Carry the essay on progressive protest and electoral politics forward from its final paragraph.

◆ Passage
## begin
With the inflamatory hysteria of the teabagging right that threatens to derail meaningful reform generating calls for progressive mass mobilization, some insist on clinging to a pre-2008 perspective.
Back in the depths of the Bush Presidency, the failure of mass protest to stop the Invasion of Iraq or halt the subsequent occupation had left a bitter taste in the mouths of progressives. Many voices were raised calling for a turn from such tactics towards a refocusing on electoral politics. Nowhere moreso than on dKos.
All in all, this was a reasonable tactical reassessment. It was clear that so long as the national government was held hostage by right wing interests, neither protests nor progressive criticism would receive consideration. On the contrary, it was a certainty that the full weight of Federal authority would be bent on deligitimizing and demonizing both. No democratic safeguards, whether constitutional or institutional, proved sufficient to defend against this assault. Nothing less than the expulsion of the right wing from its elected positions of power could open the way for progressive change.
With the election of Barack Obama to the Presidency, those who had argued against mass protests and in favor of electoral activism appeared fully vindicated. The right, which had run roughshod over all opposition for eight years, found itself routed across the board. A window of opportunity had been opened for the developement of a genuine progressive politics in the US.
Unfortunately, for some the critique of protest and mass mobilization wasn't simply a question of tactical re-adjustment. Rather, it was the expression of a nascent orthodoxy which seemingly accepts the view that such political expression is, in fact, illegitimate.
Full disclosure: I never accepted the wholesale rejection of protest as an outmoded and ineffective political tool. I wrote a diary on this prior 2008 election outlining my objections. While I recognize the need for tactical flexibility and alternate strategies, writing off the politics of protest and mass action strlkes me as an essentially technocratic and elitist position. One that utterly misapprehends the nature and dynamics of politics in a democracy.
We are now experiencing the consequences of this misguided view.
Premier among these is the astounding lack of political acumen that led to progressives being blindsided by the Teabagger assault on health care town halls. Such blindness was foreshadowed by the response to the spate of national "Tea Partys" that were launched earlier in the year. The derision expressed by progressives at the time, while well merited, reflected the internalized dogma that the politics of protest and mass mobilization were ineffective and irrelevant. Lost in this celebration of complacency was any recognition that the "Tea Parties" might reflect a characteristicly cynical but hardnosed political calculation on the part of the right wing.
It is clear now, as it ought to have been apparent then, that the right was engaged in forging a political weapon to be used against the first target of opportunity. It ought to have been but it wasn't. It seems that many had spent so much energy repudiating protest per se that they couldn't recognize a clear threat when it presented itself.
One would think that the success of the Teabaggers/GOP in thoroughly disrupting the public discussion of health care reform would have schooled us sufficiently on our error. Sad to say, there are those who still cling to the idea that electoral activity alone is the be all and end all of democratic politics. They shrink from conflict in the public arena as surely as the sunshine soldier or the part time patriot of an earlier day. Against all evidence to the contrary they continue to believe that progressive politics can only be advanced through elected officials and process to the exclusion of mass popular action.
## end
◆ Given information
## begin
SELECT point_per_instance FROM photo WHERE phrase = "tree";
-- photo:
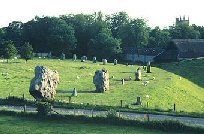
## end
◆ Written response
Such folks, however well intentioned, need a reality check. There has never been a time US political history that truly corresponded with their ideal of a tidy, well mannered discourse leading to general consensus. The notion of such an edenic time in our politics is a myth. This myth grew up in the afterglow of WWII. It was fostered by Cold War polarization and used to marginalize and deligitimize any movement that challenged the status quo during the post war decade. Academics and social theorists made careers out of promoting notions of the "end of ideology" and recasting US history as the onward march of the "moderate middle".
The mass movements of the 1960's around the issues of white supremacy, economic inequity and war effectively collapsed this myth. US society was revealed to be what it has always, in fact, been: a deeply divided and contentous polity. It could hardly be otherwise, considering that unlike most nation states the US doesn't root itself in ethnic nationalism but in a civic nationalism.
The United States, from its inception, has been defined by a set of political and philosophical propositions rather than lineage or language. That the founders themselves weren't in full agreement as to the content of these propositions should go without saying, since "liberty" for some of them meant the "liberty" to own slaves. Our entire political history has been defined by conflict over the meaning of these propositions and consequently, by the conflicting interests arrayed on opposing sides of that debate.
This the context in which the current fight over healthcare reform must be understood if we are to have a realistic comprehension of the stakes we are playing for. What is at issue is not a policy question but an existential question: what sort of country will the US be?
To give the devil his due, the right grasped this point decades ago and fashioned its strategy accordingly. It was quick to appropriate the language of national consensus in the service of its own ideological agenda, gradually stripping away all of its "progressive" trappings. The most shameless as well as most successful examples of this process being Reagan's cynical identification with FDR and Bush II's equation of WWII with his own misbegotten "War on Terror."
The right has redefined the US in its own image. It is a place, not of unalienable rights but of rights as a function of privilege accrued by wealth and social position. The uncritical worship of mythical "free" markets, the violent and utterly hypocritical attacks on national government, the lunatic revival of sucessionist sentiment, the hysterical calls for taking back "their" country, all make sense only if we understand that their America is not our America.
This is a division that cannot be papered over or finessed. Again, the right has been ahead of many on the progressive side in grasping this reality. They want nothing to do with a progressive vision of greater democracy and empowerment for all and would prefer to see the wreck of the entire American experiment rather than resign themselves to it. They do not accept the verdict of the last election and have taken to the streets as a result.
They calculate that the popular mobilization that delivered the Presidency to Barack Obama was either limited to the electoral arena or was merely a flash in the pan. They assume that the bullying and intimidation that have served them so well in the past will be sufficient to carry the day for them once again. If liberals and progressives fail to draw the necessary conclusions and act accordingly, they may very well be proved right.
The hard right cannot be conciliated or appeased. They must be fought at every step and in every arena.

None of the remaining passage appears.